■ **Problem 1**
Answer these questions from the Mage Advice thread, one line each, with the same marks.
(a) Which tank does Rob Fisher call a way better buy than the mage rta?
(b) What does Rob Fisher suggest for someone who wants clouds?
(c) In which two colors did DarkSide get the tank?
■ **Problem 2**
Extract every line of the records that holds the string "blouse".

■ **Text to read**
:::::

# Mage Advice



## Tashreeq14 (2/10/16)

I want to get myself the mage rta, what do you guys think of it? is it good or a bad choice?
thanx in advance

Sent from my ALE-L02 using Tapatalk


----------



## Rob Fisher (2/10/16)

@Tashreeq14 the Serpent Mini 25 is a way better buy!

http://www.ecigssa.co.za/wotofo-serpent-mini-25mm.t26488/


----------



## Tashreeq14 (2/10/16)

and flavour wise and clouds wise... is it still a better buy?

Sent from my ALE-L02 using Tapatalk


----------



## Rob Fisher (2/10/16)

Tashreeq14 said:


> and flavour wise and clouds wise... is it still a better buy?



Flavour wise there is very little to beat a Serpent Mini 25!

If you want clouds then a Pharoah may be for you.

But the Serpent Mini 25 is the best all round RTA on the planet today!

Reactions: Like 1 | Agree 1


----------



## Tashreeq14 (2/10/16)

okay thanx... and building wise do you have any advice on where I can learn to build because as I will be new to the rta system

Sent from my ALE-L02 using Tapatalk


----------



## Rob Fisher (2/10/16)

Tashreeq14 said:


> okay thanx... and building wise do you have any advice on where I can learn to build because as I will be new to the rta system



Single Coil Build


Dual Coil Build


----------



## Tashreeq14 (2/10/16)

which do you prefer the dual or single

Sent from my ALE-L02 using Tapatalk


----------



## DarkSide (2/10/16)

Rob Fisher said:


> @Tashreeq14 the Serpent Mini 25 is a way better buy!
> 
> http://www.ecigssa.co.za/wotofo-serpent-mini-25mm.t26488/



And Thanks to you Master @Rob Fisher Just had to get a silver and a black, at this point in time, enjoying these "little ones" more than I had expected.... I have to stop reading your posts and watching your videos, but Mastercard and Visa thanks you!

Reactions: Like 1 | Winner 1


----------



## DarkSide (2/10/16)

:::::

■ **The records**

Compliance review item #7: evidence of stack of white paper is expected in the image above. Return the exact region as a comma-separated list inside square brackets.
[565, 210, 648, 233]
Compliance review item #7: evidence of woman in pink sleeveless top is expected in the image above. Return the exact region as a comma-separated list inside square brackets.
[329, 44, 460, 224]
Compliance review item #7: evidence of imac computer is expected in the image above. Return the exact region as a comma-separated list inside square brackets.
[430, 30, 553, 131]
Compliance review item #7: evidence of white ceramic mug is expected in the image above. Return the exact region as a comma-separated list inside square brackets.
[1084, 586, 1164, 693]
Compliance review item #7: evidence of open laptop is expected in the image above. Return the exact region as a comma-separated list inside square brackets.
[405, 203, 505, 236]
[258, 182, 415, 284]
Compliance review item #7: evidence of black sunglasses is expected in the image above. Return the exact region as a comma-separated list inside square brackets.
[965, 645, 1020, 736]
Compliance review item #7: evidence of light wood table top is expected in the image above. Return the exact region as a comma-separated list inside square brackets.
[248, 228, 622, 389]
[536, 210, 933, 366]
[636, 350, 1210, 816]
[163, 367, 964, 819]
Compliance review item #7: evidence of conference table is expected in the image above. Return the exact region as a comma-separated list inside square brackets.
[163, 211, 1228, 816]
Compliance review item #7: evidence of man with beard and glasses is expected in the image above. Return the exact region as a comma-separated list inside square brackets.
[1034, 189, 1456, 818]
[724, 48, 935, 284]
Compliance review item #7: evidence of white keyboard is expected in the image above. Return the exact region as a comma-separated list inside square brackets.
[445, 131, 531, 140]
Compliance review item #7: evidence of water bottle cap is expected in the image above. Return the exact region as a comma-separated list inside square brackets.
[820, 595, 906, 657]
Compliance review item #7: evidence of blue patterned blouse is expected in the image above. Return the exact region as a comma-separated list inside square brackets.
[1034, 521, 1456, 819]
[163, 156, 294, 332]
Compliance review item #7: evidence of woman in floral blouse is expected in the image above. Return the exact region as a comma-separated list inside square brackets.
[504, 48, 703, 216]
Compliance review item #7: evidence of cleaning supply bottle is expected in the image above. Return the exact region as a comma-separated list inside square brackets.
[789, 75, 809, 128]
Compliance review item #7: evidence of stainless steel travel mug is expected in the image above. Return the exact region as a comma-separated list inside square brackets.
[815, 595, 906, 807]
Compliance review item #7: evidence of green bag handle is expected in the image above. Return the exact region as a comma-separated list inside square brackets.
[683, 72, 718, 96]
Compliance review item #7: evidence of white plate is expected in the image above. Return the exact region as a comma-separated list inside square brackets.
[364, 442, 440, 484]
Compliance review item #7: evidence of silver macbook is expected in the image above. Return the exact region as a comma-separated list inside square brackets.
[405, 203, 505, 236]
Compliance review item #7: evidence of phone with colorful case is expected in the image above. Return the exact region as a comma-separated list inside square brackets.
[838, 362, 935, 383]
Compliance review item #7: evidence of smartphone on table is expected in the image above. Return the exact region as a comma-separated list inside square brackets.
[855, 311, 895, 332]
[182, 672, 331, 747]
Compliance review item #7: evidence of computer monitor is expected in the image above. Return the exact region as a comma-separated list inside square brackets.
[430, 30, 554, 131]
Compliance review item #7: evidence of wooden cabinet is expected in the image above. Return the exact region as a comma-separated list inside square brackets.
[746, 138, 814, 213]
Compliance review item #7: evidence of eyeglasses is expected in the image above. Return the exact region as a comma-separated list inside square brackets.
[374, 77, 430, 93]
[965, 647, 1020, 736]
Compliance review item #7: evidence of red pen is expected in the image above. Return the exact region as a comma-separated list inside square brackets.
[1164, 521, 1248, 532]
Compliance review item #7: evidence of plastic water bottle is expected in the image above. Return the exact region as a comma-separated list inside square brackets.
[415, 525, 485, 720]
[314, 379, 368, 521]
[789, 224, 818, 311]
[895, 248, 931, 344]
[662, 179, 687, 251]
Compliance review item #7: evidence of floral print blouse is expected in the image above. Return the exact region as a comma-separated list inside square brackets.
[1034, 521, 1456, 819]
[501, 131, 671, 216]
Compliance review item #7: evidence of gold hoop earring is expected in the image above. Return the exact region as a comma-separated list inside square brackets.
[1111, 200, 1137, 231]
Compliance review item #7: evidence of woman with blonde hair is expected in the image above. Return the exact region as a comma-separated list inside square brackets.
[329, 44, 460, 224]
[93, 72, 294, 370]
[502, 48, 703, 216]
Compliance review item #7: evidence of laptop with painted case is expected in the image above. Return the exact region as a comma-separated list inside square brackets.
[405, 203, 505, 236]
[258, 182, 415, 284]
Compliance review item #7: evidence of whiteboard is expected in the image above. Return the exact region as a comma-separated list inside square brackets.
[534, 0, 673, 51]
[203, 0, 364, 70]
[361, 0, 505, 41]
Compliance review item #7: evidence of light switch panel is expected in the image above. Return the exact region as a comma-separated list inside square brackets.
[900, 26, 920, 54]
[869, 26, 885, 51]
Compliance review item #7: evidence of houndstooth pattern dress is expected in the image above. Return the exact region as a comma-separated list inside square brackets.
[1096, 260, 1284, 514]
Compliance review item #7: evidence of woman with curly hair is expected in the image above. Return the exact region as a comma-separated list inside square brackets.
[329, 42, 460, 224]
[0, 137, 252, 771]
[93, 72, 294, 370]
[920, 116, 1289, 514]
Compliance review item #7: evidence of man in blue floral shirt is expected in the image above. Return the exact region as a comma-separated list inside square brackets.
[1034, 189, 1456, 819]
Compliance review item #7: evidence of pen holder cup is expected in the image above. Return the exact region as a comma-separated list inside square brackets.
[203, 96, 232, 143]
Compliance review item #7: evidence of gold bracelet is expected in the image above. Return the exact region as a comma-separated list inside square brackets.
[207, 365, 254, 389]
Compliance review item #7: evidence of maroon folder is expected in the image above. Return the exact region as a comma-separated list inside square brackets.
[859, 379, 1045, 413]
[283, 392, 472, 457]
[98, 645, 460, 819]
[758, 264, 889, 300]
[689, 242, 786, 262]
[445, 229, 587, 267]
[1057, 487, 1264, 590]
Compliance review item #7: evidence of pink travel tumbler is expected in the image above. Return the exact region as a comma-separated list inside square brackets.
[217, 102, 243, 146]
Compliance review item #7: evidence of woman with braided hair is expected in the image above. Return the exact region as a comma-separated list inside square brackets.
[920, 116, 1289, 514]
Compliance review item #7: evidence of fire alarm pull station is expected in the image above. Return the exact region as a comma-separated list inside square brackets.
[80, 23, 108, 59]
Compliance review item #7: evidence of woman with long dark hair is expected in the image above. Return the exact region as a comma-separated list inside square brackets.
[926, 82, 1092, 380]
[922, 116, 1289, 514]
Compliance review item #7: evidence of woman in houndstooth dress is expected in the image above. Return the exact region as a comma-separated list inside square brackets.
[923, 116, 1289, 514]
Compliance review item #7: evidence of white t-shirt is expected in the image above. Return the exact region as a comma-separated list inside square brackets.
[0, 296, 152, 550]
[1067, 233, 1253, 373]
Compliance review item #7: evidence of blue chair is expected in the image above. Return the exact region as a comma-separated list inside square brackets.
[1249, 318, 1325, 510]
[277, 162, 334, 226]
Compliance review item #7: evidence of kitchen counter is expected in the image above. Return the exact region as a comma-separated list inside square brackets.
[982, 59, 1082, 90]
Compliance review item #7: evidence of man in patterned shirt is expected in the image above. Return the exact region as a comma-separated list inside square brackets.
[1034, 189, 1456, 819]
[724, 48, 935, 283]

:::::

■ **Complete answer 1**
(a) The Serpent Mini 25.
(b) A Pharoah.
(c) Silver and black.

■ **Complete answer 2**
Compliance review item #7: evidence of blue patterned blouse is expected in the image above. Return the exact region as a comma-separated list inside square brackets.
Compliance review item #7: evidence of woman in floral blouse is expected in the image above. Return the exact region as a comma-separated list inside square brackets.
Compliance review item #7: evidence of floral print blouse is expected in the image above. Return the exact region as a comma-separated list inside square brackets.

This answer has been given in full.